> [The problem]: If a line in the entries below contains "stone", copy it.

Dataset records
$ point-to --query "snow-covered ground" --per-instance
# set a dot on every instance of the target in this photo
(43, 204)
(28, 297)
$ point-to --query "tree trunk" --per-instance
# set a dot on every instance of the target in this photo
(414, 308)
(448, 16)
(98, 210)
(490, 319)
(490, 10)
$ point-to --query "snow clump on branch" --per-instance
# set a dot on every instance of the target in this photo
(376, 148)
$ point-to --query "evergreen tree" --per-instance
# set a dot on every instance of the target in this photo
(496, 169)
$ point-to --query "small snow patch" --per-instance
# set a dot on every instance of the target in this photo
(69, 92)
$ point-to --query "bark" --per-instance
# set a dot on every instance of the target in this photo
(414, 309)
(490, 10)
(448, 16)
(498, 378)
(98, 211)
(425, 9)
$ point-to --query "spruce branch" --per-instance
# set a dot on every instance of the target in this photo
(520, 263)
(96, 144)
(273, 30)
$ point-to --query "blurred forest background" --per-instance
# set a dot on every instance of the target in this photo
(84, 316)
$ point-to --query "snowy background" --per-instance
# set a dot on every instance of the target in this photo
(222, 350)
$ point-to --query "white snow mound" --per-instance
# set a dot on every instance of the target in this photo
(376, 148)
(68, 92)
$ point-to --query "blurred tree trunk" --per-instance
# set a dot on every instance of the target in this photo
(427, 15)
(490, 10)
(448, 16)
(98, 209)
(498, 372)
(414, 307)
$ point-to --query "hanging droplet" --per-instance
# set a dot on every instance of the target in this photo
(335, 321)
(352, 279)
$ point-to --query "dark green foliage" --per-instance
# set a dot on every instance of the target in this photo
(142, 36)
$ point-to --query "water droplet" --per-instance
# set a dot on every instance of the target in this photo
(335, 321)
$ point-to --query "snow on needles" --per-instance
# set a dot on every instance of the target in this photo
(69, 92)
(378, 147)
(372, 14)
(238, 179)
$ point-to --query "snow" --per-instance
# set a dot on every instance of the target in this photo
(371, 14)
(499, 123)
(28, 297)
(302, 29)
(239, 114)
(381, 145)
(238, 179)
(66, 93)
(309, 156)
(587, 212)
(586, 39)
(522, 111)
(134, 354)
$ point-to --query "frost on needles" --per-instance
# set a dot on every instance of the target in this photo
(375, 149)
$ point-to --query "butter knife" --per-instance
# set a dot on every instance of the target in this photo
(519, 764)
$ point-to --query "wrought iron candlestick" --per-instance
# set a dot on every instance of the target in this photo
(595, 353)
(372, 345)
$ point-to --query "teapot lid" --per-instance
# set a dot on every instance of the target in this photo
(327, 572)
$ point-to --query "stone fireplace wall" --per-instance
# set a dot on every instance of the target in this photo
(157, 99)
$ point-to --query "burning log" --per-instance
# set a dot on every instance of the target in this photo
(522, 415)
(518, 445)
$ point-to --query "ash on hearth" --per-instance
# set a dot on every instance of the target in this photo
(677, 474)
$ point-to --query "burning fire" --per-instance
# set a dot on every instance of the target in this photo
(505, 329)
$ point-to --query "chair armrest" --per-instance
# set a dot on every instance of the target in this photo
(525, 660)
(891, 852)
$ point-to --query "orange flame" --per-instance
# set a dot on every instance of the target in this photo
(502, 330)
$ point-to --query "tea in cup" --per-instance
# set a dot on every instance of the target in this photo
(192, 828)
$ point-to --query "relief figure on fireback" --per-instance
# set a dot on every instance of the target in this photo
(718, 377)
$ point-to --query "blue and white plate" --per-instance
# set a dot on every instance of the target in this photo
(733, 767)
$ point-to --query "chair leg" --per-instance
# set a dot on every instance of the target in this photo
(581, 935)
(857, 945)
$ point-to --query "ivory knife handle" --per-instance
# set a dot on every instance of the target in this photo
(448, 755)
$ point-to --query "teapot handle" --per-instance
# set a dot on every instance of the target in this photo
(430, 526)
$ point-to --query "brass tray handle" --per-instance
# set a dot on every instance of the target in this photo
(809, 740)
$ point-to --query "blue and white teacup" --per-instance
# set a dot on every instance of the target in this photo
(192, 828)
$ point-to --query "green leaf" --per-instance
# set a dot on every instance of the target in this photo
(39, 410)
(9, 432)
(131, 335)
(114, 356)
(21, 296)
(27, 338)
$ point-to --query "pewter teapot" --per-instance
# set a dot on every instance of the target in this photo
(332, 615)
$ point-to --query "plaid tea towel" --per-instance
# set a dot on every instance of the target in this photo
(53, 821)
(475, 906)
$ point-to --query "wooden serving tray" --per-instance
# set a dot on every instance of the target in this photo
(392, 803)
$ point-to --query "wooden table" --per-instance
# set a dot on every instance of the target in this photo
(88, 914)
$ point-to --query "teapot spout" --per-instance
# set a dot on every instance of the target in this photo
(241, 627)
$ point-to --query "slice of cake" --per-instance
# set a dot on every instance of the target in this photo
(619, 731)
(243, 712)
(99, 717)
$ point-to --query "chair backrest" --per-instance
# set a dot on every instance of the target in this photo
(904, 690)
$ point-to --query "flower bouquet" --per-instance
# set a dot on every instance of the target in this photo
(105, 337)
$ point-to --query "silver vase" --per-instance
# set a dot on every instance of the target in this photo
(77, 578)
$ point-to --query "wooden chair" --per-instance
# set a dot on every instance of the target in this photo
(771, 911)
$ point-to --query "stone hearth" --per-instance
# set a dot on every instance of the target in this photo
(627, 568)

> [Written solution]:
$ point-to --query "stone fireplace wall" --per-instance
$ point-to --query "stone hearth" --per-instance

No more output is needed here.